_Goal_
Write out the listing again from its first line up to and including the line with "[[245, 333], [148, 325]]", requests included, and shift every x and y coordinate in the answers by adding -41 to it.

_Data supplied_
##########

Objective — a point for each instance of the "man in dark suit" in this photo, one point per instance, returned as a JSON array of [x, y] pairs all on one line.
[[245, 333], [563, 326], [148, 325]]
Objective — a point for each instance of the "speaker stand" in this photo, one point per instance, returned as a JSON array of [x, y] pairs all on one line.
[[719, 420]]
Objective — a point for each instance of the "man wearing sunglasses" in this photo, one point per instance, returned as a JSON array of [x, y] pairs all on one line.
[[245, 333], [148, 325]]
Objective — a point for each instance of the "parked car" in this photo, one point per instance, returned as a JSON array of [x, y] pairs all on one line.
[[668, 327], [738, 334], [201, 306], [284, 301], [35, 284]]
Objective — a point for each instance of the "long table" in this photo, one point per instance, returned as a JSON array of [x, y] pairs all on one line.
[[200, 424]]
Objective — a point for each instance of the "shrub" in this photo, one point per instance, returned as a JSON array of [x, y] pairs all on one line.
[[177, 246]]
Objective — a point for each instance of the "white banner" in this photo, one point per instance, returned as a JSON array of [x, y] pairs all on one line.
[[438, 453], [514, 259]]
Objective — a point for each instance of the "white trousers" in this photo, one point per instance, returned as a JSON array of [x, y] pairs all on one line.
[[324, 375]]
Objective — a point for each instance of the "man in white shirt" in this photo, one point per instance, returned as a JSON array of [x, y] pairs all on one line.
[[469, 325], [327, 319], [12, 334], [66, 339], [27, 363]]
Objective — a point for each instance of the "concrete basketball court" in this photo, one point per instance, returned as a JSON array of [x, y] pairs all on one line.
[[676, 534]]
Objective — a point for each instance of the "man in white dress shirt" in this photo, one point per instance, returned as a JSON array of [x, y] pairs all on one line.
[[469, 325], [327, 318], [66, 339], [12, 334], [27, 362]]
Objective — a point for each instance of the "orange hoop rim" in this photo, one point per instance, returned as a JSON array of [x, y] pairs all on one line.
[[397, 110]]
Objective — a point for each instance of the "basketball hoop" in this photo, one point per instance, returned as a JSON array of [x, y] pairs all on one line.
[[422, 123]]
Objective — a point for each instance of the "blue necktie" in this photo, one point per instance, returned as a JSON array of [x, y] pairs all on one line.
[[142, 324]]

##########

_Response for this exercise_
Objective — a point for each instance of the "man in dark suit" in this photo, one point per instance, returned as a JSON array of [x, y] pairs all on one line.
[[204, 292], [522, 285], [107, 284]]
Objective — a point for each instance of the "speaker stand" in this photo, one point per instance, returned as a JSON array of [x, y] pairs all on one line.
[[678, 379]]
Objective — a point for each instance of the "man wearing sunglasses" in this photo, one point per instance, returned as a JSON array of [x, y] pairs all on one line.
[[204, 292], [107, 284]]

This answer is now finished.